┌──
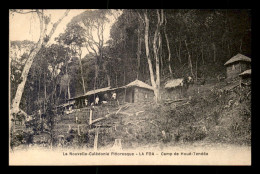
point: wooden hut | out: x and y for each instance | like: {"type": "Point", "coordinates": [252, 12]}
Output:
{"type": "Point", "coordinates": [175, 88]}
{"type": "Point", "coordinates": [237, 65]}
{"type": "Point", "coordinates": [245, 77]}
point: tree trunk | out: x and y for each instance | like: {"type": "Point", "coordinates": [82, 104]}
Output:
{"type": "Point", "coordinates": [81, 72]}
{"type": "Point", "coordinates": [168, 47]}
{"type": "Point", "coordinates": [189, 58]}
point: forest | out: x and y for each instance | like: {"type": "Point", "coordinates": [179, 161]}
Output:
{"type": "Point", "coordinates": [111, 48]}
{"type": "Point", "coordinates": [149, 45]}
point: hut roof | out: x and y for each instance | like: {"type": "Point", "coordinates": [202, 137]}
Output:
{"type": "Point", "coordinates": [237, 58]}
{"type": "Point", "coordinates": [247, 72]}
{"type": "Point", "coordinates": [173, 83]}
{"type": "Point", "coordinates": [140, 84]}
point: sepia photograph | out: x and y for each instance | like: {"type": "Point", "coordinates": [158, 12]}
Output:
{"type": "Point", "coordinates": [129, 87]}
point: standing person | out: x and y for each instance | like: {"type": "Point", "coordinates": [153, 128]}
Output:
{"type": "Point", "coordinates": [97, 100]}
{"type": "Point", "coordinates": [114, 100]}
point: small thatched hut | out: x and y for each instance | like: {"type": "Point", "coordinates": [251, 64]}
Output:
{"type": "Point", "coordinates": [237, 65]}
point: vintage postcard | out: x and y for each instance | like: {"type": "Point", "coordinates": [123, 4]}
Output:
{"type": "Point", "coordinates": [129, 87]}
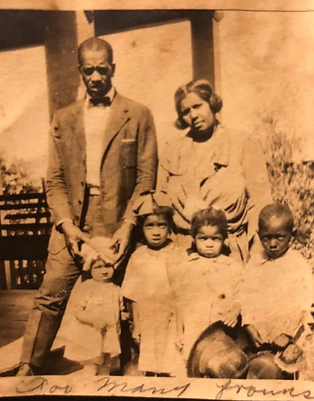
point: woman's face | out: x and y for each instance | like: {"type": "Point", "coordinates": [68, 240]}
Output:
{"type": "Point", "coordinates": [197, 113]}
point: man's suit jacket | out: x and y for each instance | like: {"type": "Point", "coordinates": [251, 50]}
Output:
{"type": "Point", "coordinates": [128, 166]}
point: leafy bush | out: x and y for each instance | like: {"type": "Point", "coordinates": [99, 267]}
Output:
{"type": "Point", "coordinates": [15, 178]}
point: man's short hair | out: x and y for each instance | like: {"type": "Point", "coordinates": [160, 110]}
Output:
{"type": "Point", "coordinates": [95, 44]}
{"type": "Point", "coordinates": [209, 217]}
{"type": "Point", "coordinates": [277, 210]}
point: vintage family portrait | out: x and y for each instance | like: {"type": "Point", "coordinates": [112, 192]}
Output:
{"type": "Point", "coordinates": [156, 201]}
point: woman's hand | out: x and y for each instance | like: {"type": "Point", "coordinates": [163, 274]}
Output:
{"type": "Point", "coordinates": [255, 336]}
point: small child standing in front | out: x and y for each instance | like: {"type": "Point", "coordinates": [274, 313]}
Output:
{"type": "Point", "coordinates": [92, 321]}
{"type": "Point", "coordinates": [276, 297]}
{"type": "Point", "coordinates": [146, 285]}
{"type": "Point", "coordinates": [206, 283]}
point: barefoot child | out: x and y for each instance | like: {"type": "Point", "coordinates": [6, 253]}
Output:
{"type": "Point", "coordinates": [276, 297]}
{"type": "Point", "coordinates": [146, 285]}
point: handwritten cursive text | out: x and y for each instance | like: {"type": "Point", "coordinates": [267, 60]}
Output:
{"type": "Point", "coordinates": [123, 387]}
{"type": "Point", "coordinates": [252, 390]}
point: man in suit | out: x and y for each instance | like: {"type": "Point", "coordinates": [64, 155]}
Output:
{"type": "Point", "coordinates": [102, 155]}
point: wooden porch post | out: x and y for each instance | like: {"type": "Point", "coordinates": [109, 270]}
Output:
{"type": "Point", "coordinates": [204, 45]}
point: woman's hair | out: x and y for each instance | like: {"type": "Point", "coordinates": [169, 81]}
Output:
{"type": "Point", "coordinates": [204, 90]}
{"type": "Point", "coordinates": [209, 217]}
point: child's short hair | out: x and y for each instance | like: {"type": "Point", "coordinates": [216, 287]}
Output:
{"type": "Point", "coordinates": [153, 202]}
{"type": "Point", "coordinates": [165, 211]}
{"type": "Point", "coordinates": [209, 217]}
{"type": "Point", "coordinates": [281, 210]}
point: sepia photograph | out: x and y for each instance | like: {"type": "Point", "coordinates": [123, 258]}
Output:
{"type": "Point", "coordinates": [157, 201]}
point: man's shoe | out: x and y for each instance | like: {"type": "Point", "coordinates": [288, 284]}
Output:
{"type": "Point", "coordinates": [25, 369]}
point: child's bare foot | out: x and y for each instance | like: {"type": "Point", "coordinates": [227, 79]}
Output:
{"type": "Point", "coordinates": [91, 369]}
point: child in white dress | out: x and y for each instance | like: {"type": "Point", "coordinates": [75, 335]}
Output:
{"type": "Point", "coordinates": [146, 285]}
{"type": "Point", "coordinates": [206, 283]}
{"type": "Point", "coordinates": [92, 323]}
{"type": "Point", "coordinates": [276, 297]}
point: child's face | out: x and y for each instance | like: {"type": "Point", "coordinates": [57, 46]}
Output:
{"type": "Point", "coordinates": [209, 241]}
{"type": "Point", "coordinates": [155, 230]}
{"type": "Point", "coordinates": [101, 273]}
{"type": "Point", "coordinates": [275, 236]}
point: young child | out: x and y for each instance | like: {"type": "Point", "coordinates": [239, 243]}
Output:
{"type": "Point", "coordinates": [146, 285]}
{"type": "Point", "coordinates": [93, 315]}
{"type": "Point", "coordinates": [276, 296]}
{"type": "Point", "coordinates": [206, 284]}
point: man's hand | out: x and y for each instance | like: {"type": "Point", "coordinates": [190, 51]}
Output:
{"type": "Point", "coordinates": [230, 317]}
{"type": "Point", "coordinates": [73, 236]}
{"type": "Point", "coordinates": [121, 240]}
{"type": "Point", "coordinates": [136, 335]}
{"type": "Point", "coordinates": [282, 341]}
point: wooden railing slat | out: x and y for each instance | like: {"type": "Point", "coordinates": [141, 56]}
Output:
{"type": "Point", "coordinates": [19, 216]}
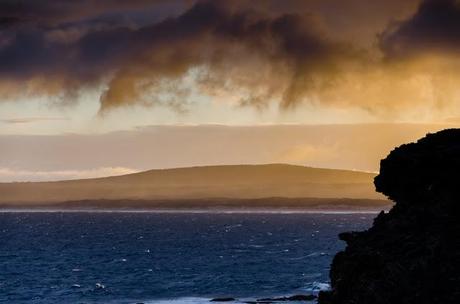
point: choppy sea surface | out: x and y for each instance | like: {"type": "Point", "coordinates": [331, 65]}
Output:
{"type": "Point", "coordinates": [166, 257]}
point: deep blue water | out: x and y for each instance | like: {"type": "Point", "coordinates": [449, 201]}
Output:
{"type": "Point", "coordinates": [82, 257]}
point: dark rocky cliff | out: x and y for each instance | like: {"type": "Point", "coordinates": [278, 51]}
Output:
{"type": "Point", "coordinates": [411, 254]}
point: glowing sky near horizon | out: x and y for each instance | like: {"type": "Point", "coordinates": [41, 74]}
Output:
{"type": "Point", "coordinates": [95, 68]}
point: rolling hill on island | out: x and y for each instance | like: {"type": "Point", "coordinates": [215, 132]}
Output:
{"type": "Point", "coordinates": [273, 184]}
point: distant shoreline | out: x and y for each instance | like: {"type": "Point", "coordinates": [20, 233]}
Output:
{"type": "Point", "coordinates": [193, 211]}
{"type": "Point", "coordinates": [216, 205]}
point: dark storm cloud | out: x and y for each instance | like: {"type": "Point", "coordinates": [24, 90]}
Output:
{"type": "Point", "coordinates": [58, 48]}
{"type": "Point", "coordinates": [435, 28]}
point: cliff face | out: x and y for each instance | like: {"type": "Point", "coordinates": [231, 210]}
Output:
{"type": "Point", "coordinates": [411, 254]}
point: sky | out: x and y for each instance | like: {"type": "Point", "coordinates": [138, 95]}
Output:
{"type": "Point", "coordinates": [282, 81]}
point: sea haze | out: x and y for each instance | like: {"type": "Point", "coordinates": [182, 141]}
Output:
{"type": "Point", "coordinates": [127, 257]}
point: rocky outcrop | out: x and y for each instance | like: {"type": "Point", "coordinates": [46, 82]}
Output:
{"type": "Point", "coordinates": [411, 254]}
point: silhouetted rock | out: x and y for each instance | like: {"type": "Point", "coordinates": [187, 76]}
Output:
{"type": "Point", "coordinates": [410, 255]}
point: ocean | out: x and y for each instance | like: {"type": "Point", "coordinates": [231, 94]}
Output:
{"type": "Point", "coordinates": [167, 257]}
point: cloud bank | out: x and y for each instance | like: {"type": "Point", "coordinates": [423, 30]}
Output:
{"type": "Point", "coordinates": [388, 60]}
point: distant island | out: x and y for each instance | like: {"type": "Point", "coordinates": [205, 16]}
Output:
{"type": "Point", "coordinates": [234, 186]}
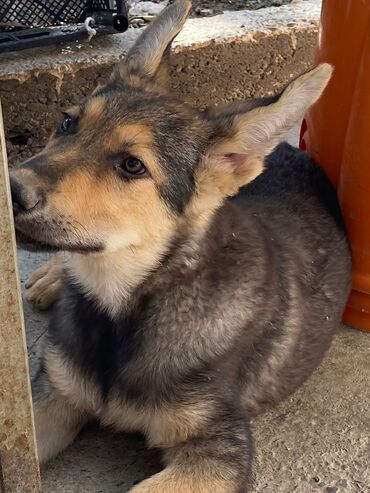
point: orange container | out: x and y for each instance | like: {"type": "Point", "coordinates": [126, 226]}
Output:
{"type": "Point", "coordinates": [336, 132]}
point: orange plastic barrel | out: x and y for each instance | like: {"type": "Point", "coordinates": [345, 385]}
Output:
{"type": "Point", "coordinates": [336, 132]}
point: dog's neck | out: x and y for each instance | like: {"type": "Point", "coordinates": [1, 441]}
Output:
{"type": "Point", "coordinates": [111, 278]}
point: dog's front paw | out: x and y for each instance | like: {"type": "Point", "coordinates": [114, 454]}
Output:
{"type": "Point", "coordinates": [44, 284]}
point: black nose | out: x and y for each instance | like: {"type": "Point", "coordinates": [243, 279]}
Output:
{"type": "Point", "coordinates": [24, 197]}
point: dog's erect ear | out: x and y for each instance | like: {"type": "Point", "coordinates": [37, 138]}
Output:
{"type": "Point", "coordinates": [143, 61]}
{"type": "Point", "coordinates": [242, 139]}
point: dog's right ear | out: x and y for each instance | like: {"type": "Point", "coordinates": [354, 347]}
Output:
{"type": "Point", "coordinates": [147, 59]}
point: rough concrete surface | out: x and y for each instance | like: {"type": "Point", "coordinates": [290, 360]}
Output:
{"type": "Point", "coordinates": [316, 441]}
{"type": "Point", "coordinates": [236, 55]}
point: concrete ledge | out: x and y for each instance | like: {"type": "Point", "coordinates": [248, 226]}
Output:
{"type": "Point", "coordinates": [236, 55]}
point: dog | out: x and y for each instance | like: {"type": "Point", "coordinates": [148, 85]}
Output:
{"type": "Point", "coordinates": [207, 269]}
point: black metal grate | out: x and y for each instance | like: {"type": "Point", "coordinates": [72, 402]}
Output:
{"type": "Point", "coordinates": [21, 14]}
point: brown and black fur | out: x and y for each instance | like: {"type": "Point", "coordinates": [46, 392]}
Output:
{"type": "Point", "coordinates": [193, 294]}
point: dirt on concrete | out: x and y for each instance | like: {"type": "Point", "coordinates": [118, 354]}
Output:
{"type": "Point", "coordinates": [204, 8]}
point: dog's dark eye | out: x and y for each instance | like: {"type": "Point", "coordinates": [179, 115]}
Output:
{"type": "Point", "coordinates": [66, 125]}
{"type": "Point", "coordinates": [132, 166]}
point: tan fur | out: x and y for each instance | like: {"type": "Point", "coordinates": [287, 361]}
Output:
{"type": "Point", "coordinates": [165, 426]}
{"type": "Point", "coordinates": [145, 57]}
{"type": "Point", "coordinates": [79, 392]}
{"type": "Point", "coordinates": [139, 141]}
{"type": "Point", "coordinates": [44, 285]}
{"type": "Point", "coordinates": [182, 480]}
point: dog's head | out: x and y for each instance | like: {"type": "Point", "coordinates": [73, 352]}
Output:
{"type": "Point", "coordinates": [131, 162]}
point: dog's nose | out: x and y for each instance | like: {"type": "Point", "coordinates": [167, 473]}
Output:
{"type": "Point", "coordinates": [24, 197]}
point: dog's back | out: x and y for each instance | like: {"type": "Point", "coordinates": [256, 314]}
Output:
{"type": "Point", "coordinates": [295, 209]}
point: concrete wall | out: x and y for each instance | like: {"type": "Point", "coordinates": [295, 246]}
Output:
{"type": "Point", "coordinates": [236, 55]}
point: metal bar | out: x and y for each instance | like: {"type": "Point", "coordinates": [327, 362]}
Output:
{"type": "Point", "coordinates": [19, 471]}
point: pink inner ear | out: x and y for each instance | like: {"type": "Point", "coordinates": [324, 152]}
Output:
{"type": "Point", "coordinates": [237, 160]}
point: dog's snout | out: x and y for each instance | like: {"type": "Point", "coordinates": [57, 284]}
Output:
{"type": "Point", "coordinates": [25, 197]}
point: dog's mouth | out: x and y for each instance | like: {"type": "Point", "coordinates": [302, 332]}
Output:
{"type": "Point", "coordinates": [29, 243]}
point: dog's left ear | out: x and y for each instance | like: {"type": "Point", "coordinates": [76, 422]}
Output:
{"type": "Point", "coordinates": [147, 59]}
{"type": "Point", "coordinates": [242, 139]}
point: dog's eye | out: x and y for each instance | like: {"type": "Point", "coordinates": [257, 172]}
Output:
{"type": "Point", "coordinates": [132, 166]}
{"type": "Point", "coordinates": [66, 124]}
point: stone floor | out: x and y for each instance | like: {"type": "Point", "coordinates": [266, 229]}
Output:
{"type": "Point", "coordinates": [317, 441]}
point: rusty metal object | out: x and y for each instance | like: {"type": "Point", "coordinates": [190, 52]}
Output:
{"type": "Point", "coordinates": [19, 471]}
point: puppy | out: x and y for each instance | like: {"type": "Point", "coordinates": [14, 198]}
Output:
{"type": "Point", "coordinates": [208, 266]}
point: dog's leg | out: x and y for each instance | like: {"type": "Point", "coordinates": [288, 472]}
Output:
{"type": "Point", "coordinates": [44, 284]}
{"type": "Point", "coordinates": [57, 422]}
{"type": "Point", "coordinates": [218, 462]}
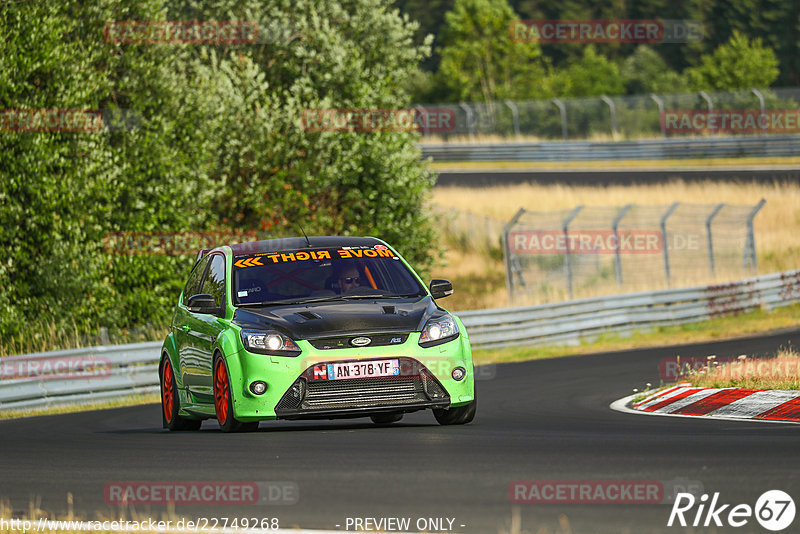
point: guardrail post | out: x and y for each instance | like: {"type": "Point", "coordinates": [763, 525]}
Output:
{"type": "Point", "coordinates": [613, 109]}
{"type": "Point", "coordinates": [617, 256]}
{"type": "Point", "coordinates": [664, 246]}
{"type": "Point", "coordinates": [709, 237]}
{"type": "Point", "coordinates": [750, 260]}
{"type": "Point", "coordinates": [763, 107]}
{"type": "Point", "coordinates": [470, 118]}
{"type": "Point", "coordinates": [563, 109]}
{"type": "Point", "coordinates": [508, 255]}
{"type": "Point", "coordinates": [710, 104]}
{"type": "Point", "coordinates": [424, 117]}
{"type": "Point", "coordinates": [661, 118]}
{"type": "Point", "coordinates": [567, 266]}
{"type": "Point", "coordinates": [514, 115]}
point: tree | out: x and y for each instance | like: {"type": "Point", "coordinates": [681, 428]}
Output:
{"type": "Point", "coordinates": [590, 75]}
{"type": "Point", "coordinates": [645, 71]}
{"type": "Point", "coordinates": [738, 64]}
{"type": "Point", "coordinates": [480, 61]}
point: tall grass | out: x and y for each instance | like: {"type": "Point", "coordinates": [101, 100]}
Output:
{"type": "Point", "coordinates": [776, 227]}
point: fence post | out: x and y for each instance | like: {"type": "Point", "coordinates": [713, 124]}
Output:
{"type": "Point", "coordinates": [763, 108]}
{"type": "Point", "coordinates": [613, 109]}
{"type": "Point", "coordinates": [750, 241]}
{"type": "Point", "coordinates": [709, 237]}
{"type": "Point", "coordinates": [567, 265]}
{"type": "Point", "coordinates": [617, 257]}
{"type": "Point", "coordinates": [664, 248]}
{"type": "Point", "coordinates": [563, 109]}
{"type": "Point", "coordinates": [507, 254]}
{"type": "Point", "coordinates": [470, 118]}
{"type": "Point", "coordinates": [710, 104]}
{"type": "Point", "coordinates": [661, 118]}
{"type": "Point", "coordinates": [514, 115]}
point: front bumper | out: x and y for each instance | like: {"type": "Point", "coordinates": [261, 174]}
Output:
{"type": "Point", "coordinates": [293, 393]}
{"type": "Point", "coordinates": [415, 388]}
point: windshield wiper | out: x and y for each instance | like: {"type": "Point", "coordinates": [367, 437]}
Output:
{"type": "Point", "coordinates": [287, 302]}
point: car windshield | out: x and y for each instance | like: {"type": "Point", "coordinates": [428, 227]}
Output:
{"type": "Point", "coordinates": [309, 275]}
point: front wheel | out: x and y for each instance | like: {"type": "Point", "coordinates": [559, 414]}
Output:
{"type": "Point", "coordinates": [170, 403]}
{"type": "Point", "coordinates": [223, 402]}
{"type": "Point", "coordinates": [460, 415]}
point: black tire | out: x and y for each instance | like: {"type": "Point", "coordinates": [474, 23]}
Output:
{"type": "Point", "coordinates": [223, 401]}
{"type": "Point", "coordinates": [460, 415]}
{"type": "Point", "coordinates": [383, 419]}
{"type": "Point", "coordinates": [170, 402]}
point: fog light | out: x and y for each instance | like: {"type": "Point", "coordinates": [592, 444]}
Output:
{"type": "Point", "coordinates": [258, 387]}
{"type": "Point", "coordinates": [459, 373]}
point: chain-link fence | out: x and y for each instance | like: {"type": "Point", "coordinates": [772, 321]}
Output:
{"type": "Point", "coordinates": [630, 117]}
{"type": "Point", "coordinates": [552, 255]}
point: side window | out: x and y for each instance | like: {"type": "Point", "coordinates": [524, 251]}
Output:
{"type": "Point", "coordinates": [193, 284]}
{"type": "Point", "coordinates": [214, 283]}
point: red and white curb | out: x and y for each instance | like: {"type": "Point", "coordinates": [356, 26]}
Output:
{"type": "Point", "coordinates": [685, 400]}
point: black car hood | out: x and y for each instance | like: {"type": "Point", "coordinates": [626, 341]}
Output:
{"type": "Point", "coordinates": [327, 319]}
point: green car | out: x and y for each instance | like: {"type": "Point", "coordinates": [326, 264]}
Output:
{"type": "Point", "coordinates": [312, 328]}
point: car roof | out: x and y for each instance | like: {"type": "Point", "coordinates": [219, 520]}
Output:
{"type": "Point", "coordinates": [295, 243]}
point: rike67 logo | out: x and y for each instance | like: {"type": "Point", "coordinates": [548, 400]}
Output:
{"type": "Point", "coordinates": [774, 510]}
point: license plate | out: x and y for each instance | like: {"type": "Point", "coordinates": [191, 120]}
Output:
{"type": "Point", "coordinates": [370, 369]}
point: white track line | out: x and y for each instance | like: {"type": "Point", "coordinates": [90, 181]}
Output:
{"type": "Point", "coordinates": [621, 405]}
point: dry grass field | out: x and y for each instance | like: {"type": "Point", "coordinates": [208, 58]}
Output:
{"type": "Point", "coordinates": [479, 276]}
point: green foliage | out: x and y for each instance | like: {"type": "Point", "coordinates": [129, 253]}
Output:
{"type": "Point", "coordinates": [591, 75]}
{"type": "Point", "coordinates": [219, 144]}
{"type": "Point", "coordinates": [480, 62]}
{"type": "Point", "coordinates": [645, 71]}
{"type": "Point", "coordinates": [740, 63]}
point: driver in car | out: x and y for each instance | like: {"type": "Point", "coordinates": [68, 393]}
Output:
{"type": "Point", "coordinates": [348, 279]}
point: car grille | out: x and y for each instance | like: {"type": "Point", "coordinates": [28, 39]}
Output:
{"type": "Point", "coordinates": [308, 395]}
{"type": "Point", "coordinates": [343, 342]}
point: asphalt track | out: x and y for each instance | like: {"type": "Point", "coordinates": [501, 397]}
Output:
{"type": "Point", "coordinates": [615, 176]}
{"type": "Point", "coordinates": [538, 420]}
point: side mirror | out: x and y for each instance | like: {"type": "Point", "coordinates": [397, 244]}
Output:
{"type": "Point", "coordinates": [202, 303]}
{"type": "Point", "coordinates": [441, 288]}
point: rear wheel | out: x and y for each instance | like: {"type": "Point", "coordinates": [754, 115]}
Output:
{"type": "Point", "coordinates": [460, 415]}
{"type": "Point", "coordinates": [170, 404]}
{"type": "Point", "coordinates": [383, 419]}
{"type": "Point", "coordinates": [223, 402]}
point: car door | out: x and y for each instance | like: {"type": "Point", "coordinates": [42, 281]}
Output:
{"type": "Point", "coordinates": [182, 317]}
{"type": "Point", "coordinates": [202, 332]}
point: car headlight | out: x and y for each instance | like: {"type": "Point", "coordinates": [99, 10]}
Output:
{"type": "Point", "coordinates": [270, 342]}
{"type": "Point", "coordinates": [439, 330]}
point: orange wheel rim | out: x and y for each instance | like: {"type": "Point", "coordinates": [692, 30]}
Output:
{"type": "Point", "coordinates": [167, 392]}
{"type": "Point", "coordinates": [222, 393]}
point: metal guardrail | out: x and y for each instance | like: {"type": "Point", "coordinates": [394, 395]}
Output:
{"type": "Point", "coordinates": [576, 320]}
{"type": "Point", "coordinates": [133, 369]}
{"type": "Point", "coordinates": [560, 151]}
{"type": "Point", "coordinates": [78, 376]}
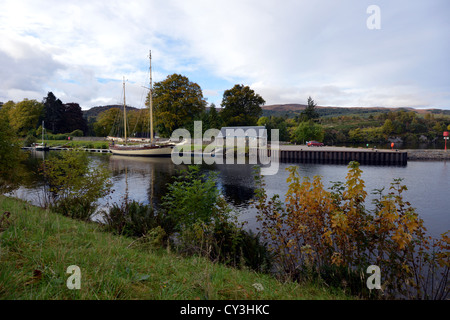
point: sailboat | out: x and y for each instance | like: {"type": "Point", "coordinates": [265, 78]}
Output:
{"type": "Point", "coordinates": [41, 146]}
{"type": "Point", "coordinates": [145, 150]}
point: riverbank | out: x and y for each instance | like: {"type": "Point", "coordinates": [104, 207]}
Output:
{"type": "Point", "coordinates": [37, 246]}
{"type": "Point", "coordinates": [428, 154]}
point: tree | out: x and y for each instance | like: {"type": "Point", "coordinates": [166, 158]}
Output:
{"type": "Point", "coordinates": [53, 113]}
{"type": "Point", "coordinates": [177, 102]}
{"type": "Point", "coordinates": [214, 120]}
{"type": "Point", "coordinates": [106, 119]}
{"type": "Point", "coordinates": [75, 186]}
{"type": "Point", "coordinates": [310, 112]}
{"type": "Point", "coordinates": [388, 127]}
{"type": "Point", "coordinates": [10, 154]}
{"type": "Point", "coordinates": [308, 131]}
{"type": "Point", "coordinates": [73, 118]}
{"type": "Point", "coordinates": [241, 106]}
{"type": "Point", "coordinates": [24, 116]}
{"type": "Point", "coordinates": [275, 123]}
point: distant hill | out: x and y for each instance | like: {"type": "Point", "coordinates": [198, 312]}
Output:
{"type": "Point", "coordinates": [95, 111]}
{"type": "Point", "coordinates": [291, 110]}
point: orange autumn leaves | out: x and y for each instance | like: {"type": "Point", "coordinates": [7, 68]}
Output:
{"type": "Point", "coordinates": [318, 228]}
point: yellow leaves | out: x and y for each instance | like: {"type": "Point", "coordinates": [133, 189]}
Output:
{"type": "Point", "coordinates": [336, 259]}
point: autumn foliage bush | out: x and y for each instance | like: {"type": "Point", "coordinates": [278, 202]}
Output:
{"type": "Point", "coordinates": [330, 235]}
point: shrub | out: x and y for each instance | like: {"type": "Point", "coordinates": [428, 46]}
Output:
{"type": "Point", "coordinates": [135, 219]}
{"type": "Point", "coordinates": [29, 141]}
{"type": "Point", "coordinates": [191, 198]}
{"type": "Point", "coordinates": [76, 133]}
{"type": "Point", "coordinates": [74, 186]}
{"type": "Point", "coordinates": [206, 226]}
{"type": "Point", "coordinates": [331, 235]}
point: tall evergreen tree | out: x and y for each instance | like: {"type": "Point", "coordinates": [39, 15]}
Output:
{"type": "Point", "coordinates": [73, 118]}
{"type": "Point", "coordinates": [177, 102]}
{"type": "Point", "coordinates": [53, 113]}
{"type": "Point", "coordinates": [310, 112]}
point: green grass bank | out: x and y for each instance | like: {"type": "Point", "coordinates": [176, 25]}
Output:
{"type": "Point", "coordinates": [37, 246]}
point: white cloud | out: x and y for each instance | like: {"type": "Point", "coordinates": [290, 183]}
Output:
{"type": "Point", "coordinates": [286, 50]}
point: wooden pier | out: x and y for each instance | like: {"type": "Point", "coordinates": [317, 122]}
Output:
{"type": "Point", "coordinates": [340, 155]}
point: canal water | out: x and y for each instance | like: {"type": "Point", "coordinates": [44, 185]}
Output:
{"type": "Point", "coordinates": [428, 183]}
└──
Check each line of the listing above, and copy it if it contains the word "cliff".

* Expected answer:
point: dark rocky cliff | out: x and y for each instance | like: {"type": "Point", "coordinates": [278, 51]}
point: cliff face | out: x and y for each instance | like: {"type": "Point", "coordinates": [231, 210]}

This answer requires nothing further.